Reproduce nothing but the lines from the one containing "Target: distant mountain range" to the end of the records below, each exactly as written.

▸ **Point-per-instance localization data**:
######
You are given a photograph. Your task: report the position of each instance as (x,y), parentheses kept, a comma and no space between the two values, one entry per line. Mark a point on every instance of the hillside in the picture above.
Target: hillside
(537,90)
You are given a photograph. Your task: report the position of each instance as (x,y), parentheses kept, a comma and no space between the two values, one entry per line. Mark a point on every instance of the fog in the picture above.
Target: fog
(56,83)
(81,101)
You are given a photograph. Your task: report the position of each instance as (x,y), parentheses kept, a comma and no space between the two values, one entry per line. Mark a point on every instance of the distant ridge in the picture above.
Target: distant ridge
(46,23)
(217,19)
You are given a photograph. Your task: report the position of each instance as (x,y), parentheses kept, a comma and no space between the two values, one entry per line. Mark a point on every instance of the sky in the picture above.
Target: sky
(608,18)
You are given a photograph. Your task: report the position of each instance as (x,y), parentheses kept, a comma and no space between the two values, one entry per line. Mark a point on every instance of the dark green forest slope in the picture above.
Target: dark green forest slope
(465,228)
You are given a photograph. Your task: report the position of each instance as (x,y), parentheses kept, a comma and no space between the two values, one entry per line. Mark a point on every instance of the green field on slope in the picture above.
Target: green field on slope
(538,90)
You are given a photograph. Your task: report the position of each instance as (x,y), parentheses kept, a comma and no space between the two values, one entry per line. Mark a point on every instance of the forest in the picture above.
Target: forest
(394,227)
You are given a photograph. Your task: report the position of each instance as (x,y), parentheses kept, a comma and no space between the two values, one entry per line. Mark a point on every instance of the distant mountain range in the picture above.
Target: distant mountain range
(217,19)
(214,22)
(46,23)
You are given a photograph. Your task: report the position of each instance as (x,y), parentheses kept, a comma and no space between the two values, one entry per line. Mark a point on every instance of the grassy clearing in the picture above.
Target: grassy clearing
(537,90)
######
▸ **TASK RESULT**:
Target: distant mountain range
(217,19)
(214,22)
(46,23)
You are given a photograph. Your task: report the position of each instance as (x,y), parentheses kept, a comma and no space between the two values, one entry per line. Mark a point on every instance of the grassy clearing in the picture above.
Target: grassy clearing
(537,90)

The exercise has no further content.